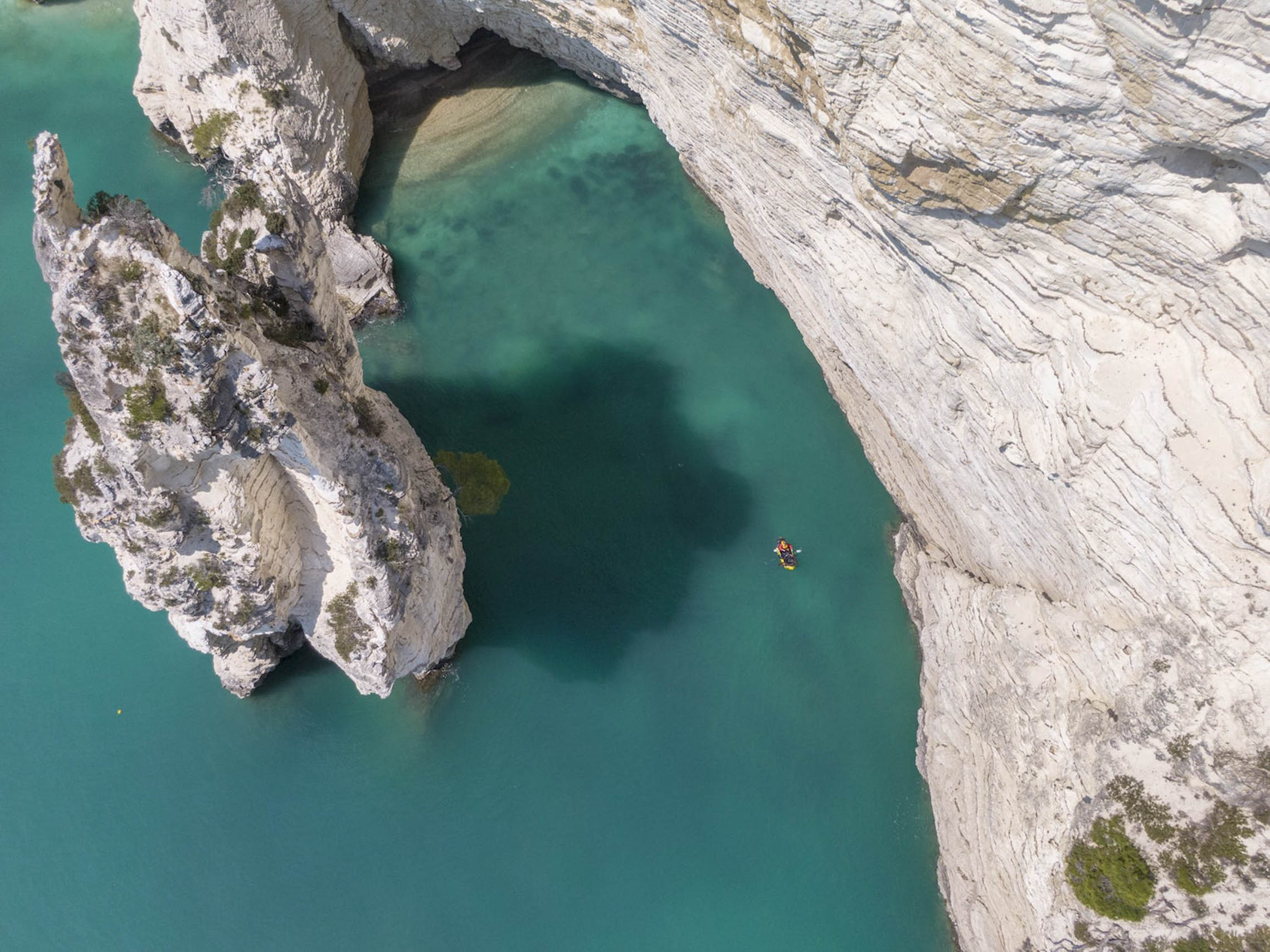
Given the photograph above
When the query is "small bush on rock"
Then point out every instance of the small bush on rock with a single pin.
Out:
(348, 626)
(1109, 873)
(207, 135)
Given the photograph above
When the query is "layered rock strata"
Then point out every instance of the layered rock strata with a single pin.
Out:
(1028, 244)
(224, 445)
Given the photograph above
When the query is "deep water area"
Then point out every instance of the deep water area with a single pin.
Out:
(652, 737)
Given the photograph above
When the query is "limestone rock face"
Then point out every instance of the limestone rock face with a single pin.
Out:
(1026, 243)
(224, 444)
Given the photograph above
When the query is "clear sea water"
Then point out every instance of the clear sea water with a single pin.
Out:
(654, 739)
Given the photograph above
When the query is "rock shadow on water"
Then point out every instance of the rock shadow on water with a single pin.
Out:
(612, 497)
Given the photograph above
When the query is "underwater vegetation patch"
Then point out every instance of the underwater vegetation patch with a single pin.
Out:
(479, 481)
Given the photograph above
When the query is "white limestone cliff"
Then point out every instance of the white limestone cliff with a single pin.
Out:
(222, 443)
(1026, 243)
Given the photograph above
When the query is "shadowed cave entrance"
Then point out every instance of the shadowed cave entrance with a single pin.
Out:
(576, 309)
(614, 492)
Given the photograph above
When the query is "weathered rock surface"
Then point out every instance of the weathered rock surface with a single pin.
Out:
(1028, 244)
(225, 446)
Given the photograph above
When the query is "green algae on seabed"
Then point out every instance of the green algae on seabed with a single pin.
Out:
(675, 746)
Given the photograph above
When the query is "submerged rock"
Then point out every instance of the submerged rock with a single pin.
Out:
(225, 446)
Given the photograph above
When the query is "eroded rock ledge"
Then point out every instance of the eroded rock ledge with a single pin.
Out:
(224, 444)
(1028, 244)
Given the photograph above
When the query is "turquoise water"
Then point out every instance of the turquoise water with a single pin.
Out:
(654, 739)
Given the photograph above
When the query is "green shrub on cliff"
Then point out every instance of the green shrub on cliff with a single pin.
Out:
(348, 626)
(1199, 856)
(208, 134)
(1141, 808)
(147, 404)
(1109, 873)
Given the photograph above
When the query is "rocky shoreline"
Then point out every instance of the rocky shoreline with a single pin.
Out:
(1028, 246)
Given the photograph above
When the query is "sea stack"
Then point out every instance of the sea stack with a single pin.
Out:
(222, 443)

REQUIRED ACTION: A single number is required: how many lines in the material above include the string "seabed".

EXERCISE OUTPUT: 2